▶ Listed records
◇ ◇ ◇ ◇ ◇
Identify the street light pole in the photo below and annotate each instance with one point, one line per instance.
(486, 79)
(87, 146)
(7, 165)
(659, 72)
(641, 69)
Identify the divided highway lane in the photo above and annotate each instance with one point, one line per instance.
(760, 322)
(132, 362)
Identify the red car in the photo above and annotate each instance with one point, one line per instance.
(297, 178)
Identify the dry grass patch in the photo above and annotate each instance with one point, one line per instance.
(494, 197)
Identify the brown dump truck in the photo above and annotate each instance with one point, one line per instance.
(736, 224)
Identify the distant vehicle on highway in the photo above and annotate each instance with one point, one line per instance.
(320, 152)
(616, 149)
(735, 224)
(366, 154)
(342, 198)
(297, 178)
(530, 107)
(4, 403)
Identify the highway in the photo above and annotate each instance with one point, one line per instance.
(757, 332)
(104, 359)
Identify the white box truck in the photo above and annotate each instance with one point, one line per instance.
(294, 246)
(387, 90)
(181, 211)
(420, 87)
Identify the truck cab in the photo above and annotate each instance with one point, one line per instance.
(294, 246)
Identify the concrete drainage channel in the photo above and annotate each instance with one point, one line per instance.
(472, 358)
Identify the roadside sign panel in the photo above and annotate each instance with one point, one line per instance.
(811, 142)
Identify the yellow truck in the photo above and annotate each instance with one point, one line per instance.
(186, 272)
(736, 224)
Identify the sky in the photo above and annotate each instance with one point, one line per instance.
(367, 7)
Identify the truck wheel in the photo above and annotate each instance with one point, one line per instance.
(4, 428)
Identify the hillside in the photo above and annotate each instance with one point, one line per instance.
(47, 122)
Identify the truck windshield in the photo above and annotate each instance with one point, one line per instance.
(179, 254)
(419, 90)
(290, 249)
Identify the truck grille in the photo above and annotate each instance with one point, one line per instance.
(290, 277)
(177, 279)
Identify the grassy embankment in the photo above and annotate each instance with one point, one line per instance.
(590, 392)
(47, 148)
◇ ◇ ◇ ◇ ◇
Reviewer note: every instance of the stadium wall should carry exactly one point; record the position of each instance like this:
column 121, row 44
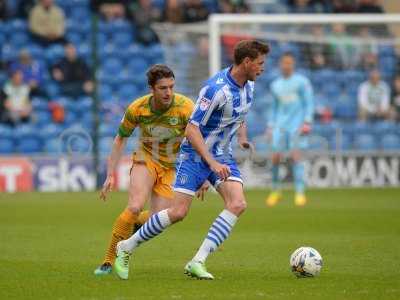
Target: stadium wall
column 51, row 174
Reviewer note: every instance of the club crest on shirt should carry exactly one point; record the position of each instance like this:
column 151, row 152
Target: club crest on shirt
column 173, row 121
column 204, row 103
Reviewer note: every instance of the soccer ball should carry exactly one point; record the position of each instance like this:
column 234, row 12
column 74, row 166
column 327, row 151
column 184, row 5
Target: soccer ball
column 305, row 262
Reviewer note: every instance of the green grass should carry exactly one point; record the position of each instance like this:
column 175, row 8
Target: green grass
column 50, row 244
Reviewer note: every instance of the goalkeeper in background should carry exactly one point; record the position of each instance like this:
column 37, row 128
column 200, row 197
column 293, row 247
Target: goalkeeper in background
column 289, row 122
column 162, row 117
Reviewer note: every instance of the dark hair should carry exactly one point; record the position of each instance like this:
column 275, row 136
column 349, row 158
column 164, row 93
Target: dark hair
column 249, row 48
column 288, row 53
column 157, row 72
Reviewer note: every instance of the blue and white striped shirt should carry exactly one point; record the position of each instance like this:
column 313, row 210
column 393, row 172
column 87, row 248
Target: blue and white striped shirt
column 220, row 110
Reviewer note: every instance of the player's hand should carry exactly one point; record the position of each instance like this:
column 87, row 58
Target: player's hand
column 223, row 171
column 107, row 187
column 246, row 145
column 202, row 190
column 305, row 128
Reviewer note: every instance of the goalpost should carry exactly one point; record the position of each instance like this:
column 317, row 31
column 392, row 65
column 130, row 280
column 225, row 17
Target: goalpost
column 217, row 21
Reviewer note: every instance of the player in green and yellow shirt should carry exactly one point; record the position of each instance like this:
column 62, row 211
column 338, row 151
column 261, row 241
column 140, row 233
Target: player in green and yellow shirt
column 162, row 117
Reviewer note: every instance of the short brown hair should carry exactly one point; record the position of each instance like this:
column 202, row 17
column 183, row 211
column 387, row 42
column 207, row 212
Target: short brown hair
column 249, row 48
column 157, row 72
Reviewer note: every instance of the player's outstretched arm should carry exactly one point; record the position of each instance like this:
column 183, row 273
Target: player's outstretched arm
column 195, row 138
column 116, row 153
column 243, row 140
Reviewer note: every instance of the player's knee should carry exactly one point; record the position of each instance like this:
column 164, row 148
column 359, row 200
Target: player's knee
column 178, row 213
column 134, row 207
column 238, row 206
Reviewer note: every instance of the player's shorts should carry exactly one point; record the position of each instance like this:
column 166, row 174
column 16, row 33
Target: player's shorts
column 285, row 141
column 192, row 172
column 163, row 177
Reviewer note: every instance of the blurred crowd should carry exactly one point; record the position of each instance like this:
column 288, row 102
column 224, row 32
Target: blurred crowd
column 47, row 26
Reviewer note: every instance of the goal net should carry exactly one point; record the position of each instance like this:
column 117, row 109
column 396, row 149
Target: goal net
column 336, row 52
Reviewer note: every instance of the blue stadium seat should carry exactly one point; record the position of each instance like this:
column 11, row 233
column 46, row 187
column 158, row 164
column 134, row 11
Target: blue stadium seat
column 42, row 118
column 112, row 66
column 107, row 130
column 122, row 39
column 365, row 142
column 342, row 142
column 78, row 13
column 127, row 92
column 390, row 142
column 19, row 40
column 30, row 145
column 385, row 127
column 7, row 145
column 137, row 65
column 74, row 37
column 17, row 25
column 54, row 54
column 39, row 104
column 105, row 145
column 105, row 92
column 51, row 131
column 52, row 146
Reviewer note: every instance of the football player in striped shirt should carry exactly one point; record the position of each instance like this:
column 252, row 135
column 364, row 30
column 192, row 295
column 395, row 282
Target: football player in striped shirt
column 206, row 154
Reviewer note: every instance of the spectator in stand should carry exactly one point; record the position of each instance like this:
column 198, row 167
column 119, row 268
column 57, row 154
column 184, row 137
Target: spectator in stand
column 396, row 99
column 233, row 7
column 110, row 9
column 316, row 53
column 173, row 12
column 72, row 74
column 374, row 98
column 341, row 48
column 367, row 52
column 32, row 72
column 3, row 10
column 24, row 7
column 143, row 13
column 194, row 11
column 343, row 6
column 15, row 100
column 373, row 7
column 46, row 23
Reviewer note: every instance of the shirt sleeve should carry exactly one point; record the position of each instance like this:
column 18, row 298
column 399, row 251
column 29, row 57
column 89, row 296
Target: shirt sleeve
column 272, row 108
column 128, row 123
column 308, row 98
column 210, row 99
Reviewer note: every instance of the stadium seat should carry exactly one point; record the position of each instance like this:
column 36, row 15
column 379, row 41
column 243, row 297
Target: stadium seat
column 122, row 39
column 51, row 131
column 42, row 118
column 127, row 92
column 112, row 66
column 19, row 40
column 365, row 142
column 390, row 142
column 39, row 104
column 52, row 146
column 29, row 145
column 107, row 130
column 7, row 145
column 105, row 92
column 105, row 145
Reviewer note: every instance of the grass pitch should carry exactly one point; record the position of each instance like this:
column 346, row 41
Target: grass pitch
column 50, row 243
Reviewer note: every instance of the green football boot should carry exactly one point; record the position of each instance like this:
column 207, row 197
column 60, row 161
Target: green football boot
◇ ◇ ◇ ◇ ◇
▶ What is being asked
Take the lines above from the one containing "column 207, row 197" to the one containing "Target: green football boot" and retype them exactly, both ends included, with nothing added.

▶ Exercise solution
column 207, row 197
column 60, row 161
Target: green football boot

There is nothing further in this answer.